→ **RECORDS FOR THE EXERCISE**
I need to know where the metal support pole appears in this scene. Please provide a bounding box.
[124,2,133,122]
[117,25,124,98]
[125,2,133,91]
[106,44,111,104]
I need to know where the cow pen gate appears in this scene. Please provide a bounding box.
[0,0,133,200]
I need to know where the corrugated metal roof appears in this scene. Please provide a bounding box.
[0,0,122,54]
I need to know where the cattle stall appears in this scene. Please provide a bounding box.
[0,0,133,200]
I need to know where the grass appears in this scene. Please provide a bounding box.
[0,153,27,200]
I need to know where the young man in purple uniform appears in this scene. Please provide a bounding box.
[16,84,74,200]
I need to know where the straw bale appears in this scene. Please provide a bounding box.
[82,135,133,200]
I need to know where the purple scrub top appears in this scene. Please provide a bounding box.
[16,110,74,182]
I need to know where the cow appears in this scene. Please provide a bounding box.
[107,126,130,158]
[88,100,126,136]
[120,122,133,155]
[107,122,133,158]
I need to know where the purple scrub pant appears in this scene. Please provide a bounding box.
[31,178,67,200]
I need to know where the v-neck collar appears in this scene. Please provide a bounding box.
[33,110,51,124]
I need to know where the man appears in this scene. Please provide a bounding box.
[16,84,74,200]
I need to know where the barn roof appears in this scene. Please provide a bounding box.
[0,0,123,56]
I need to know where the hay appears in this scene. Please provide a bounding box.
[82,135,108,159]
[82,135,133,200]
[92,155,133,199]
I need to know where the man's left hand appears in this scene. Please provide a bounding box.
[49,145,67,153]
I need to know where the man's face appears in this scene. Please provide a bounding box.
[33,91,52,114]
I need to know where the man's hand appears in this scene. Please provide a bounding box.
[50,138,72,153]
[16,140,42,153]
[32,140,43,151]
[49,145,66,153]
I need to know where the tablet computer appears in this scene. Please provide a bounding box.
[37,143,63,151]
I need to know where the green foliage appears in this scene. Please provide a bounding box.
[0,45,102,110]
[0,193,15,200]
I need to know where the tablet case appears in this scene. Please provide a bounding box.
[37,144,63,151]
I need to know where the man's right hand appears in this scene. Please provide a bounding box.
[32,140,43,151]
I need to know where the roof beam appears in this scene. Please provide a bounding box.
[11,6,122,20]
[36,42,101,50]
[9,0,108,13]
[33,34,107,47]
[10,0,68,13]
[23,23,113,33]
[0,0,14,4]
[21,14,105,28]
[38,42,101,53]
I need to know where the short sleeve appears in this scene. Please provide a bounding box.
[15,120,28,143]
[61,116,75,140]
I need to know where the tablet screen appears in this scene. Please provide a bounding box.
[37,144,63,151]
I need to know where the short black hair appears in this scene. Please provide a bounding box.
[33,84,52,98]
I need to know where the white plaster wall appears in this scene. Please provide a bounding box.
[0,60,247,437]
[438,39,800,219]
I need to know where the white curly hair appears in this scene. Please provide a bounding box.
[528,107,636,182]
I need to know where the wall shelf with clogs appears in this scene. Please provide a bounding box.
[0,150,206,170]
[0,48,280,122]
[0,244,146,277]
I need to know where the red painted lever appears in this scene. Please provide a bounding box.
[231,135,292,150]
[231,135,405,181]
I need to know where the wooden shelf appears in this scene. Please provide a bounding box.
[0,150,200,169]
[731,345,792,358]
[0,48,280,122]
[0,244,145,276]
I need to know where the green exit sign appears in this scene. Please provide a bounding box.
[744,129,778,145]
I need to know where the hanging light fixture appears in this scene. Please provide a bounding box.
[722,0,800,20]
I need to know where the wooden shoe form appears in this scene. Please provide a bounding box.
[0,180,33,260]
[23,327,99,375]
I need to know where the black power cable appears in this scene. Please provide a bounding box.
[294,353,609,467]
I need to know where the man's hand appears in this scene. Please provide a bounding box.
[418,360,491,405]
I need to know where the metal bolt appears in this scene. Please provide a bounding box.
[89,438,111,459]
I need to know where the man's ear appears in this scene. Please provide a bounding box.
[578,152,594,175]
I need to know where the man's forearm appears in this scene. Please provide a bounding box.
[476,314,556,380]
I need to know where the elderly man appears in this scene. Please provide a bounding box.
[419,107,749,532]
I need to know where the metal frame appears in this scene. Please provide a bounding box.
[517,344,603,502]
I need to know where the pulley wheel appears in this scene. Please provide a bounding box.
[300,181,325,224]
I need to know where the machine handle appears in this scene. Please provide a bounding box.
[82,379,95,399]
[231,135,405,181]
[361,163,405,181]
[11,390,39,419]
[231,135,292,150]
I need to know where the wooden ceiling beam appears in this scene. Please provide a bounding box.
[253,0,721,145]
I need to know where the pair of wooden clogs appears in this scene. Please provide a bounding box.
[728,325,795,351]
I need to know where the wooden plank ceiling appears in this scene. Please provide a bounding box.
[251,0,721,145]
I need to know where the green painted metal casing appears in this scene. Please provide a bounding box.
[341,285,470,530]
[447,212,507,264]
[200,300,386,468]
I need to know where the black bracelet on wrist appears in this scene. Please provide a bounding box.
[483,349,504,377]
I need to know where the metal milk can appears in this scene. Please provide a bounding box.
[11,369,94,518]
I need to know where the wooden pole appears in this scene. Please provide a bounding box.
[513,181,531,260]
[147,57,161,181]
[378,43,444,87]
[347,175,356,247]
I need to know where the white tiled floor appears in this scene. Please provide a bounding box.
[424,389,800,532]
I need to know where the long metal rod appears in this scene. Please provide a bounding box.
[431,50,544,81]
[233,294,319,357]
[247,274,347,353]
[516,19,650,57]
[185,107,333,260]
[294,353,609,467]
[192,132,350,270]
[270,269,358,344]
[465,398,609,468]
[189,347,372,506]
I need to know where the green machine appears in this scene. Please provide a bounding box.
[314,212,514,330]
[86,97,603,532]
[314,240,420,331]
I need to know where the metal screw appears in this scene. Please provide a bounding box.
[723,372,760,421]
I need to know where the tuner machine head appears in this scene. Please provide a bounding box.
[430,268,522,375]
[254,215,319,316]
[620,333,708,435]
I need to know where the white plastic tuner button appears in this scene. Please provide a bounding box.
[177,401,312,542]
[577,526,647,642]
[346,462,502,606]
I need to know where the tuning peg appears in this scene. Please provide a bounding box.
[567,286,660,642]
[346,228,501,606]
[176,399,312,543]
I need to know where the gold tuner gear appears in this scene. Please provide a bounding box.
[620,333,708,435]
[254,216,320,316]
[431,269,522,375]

→ **EXERCISE AIM**
Copy out every one of the entries above word for word, with no changes.

→ **FULL SOLUTION**
I need to know where the metal support pole appears in this scene. Please provide a bounding box.
[124,2,133,122]
[117,25,124,98]
[125,2,133,91]
[106,44,111,104]
I need to know where the cow pen gate appears in this scene. Please provide a bounding box.
[0,0,133,200]
I need to know where the corrugated metal roof appears in this scene. Please provide a bounding box.
[0,0,122,54]
I need to know where the cattle stall appears in this scene. Please provide a bounding box.
[0,0,133,200]
I need to know where the grass appears in this scene. Please provide a bounding box.
[0,153,27,200]
I need to know where the young man in purple uniform appears in this scene. Please provide a bounding box.
[16,84,74,200]
I need to know where the straw bale appears in this scene. Please provide a bounding box.
[82,135,133,200]
I need to know where the purple scrub top appears in this scene. Please provide a bounding box.
[16,110,74,182]
I need to know where the cow appears in this scene. Please provide a bounding box.
[107,126,130,158]
[88,100,126,136]
[120,122,133,155]
[107,122,133,158]
I need to know where the purple scrub pant appears in this scene. Please provide a bounding box.
[31,178,67,200]
I need to know where the v-neck collar appears in this scene. Please provide a bounding box.
[33,110,51,124]
I need to know where the man appears in this scene. Please provide a bounding box.
[16,84,74,200]
I need to know where the barn roof appears in this scene. Please provide a bounding box.
[0,0,123,56]
I need to know where the hay appears in this scene. Please provide a bounding box.
[82,135,108,159]
[82,135,133,200]
[92,155,133,199]
I need to know where the man's left hand appears in this scene. Please provide a bounding box.
[49,145,67,153]
I need to know where the man's face appears in this scene. Please provide a bounding box.
[33,91,52,114]
I need to know where the man's hand appears in this scene. Please provide a bounding box.
[50,138,72,153]
[16,140,42,153]
[32,140,43,151]
[49,145,66,153]
I need to know where the tablet computer appears in this scene. Please provide a bounding box.
[37,143,63,151]
I need to know where the green foliage appears in this scene. Please provide a bounding box.
[0,45,102,110]
[0,193,15,200]
I need to know where the tablet case appears in this scene. Please provide a bounding box.
[37,144,63,151]
I need to know where the man's right hand appears in this scene. Please provide a bounding box.
[32,140,43,151]
I need to know where the roof beam appears in this scene. Please provide a bounding box.
[11,6,122,20]
[36,42,101,50]
[9,0,108,13]
[33,34,107,47]
[10,0,68,13]
[23,23,113,33]
[0,0,14,4]
[21,14,105,28]
[38,42,101,53]
I need to know where the short sleeve appears in this scene. Please provide a bounding box.
[15,120,28,143]
[61,116,75,140]
I need to know where the tablet screen appears in this scene. Please provide a bounding box.
[37,144,63,151]
I need to know where the short black hair appears in this scene. Please provide a bounding box.
[33,84,52,98]
I need to know where the white plaster wall appears in this scene. Please provide a bounding box.
[0,60,247,437]
[438,39,800,219]
I need to know where the white curly hair appears in this scene. Please provide a bounding box.
[528,107,636,182]
I need to know where the wall shelf with clogs appears in this scene. Please provide a bounding box.
[0,150,206,170]
[0,48,280,122]
[0,244,146,277]
I need to know where the red painted lever appears in this scene. Please provide a bounding box.
[231,135,292,150]
[231,135,405,181]
I need to know where the wooden shelf appears in this scene. Please provide a bounding box.
[0,150,200,169]
[731,345,792,358]
[0,48,280,122]
[0,244,145,276]
I need to know where the green exit sign appears in this scene. Please provide a bounding box.
[744,129,778,145]
I need to know where the hanging light fixture appears in this scene. Please provide a bounding box.
[722,0,800,20]
I need to know where the wooden shoe form appears in this scene. Please provide a bounding box.
[0,180,33,260]
[23,327,99,375]
I need to know where the black power cable appears in this scene. Please provide a bounding box.
[294,353,609,467]
I need to know where the man's hand appears in this scene. Please provide a bounding box.
[418,360,491,405]
I need to know where the metal bolt appears in this scene. Please provide a bounding box.
[89,438,111,459]
I need to know where the man's ear appears in this scene. Please provide a bounding box.
[578,152,594,175]
I need to know where the man's forearm appears in this scene. Please provide a bounding box.
[476,314,556,380]
I need to know where the elderly man appears in this scene. Please provide a bounding box.
[419,107,749,532]
I need to know where the metal frame appears in this scene. Please provide a bounding box.
[517,344,603,502]
I need to know where the pulley wheel appears in this scene. Please provide a bounding box.
[300,181,325,224]
I need to know where the machine handle appears in this scene. Please provide a bounding box.
[82,379,95,399]
[231,135,405,181]
[361,163,405,181]
[11,390,39,419]
[231,135,292,150]
I need to know where the wooden ceiling beam appears in this scene. Please provide a bounding box.
[253,0,721,145]
I need to know where the pair of wooden clogs appears in this scene. Please provide a bounding box.
[728,325,795,351]
I need to know where the wooden plank ceiling appears in this scene. Please provide a bounding box.
[251,0,721,145]
I need to know where the green painted metal casing appears in this scene. Please provide a bounding box.
[341,285,470,530]
[447,212,507,264]
[200,300,386,468]
I need to know where the black bracelet on wrist appears in this scene. Please provide a bounding box.
[483,349,504,377]
I need to know where the metal milk can appears in this scene. Please provide a bounding box.
[11,369,94,518]
I need to know where the wooden pole appears in this scene. Please provide a bounding box.
[513,181,531,260]
[147,57,161,181]
[378,43,444,87]
[347,175,356,247]
I need to know where the white tiled floor appears in this scene. Please provide a bounding box.
[424,389,800,532]
I need to know where the long metal rod appears in this scene. Please provide a bounding box.
[431,50,544,81]
[233,294,319,357]
[247,274,347,353]
[516,19,650,57]
[185,107,333,260]
[294,353,609,467]
[192,132,350,270]
[270,269,358,344]
[465,398,609,468]
[189,347,372,506]
I need to know where the green machine appears in this scene. Please provide a bounding box.
[314,212,514,330]
[86,97,603,532]
[314,240,420,331]
I need to know where the metal screw appears in this scene. Please provide a bounding box.
[723,372,760,421]
I need to know where the tuner machine head appears in this scene. Please provide a bounding box.
[430,268,522,375]
[254,215,319,316]
[620,333,708,435]
I need to know where the white plastic tuner button appears in this scene. Please provide a bounding box.
[177,401,312,542]
[577,526,647,642]
[346,462,502,606]
I need to know where the tuning peg appears in this scene. Please provide a bounding box.
[567,286,660,642]
[346,228,501,606]
[176,399,312,543]
I need to know where the gold tuner gear appears in this scene. Please provide a bounding box.
[620,333,708,435]
[254,216,320,316]
[431,269,522,375]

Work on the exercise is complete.